- **Okuma metni**:
--------------------------------------------------

8 Mart’ta, Newroz’da, açlık grevi eylemlerinde, Cumartesi direnişinde, İstanbul Sözleşmesi eylemlerinde ve daha gözümüzün, gönlümüzün uzanabildiği her yerde, beyaz laçekli kadınlar, beyaz laçeğin geleneğinden şerbetlenmiş kadınlar direniyor
Beyaz laçek (tülbent) Mezopotamya kadınlarının mitolojik bir sembolüdür. Ana kadın kültürü, analık hukuku, ana soylu toplum yapılanması Mezopotamya’nın kadim halkları açısından yaşamın kendisi demektir. Tüm yaşam onun etrafında örülmüştür. Ahlaki ve politik toplumun özleri, şifresi kadının varlık dinamiklerinden ilham almış, onun yaşam etiğinden eğrilmiştir. Ana soylu toplumlar açısından kadın kimliği, toplumun kimliği anlamına gelir. Bu anlamda kadının anlam oluşturuculuğu çarpıcıdır. Patriyarkanın çıkışına kadar bu gelenek tüm gücüyle anlam oluşturmuştur, sonrası ise yok olmamış, bastırılsa da, sönümlense de devletli uygarlık merkezlerine uzak tüm alanlarda yaşamın detaylarında yeşermeye, anlam oluşturmaya devam etmiştir.

--------------------------------------------------

- **Kayıtlı veriler**:
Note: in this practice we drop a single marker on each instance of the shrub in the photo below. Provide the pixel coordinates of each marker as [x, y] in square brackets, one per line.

--------------------------------------------------

- **Yapılacak iş**:
Beyaz laçek konulu okuma metnini kaldığı yerden devam ettirin.

- **Yanıt**:
Bu gelenek kimi totemlerle ya da sembollerle dile gelmiştir. Yaşamın en büyük sağaltıcı, eğitici gücü ana-kadının başındaki beyaz laçek bunun en somut örneklerinden biridir. Beyaz laçek, bir analık sembolüdür. Ananın yaşam oluşturucu gücü düşünüldüğünde aslında bir anlamda laçek de onun dile gelen, anlam taşıyan totemidir. Bilen bilir, eskiden aşiret kavgalarında ya da iki erkek arasındaki kavgada kadının yere attığı beyaz laçek kavgayı durdurur. Bir emirdir laçeğin yere düşüşü, buyruktur, talimattır. Bir müdahaledir, toplum savunmasıdır, erilliğin her türlü kaba- kanlı yöntemine karşı toplum ahlakının isyanıdır. Nomos (Antik Yunan’da kural, gelenek) ya da dilimize yerleşmiş haliyle namusun çağrısıdır. Namusun kadın bedeninin, kaba ve eril ahlakçılığın çok ötesinde toplumsal etik sınırlarında değerlendirildiği toplumsal kültürden bahsediyoruz elbette. Kimi Hindistan kabilelerinde beyaz laçeğin gördüğü görevi, kadın kanı görür. Bir kavga, savaş esnasında kadın eğer savaş meydanına kanını akıtırsa kavga, savaş durur. Kadının yaşam kültürü oluşturuculuğu dünyanın her bir coğrafyasında farklı sembollerle ifadelendirilmiştir. Burada önemli olan, ana-kadının varlığı ve sözünün kadim halklarda her şeyin üstünde tutulmasıdır.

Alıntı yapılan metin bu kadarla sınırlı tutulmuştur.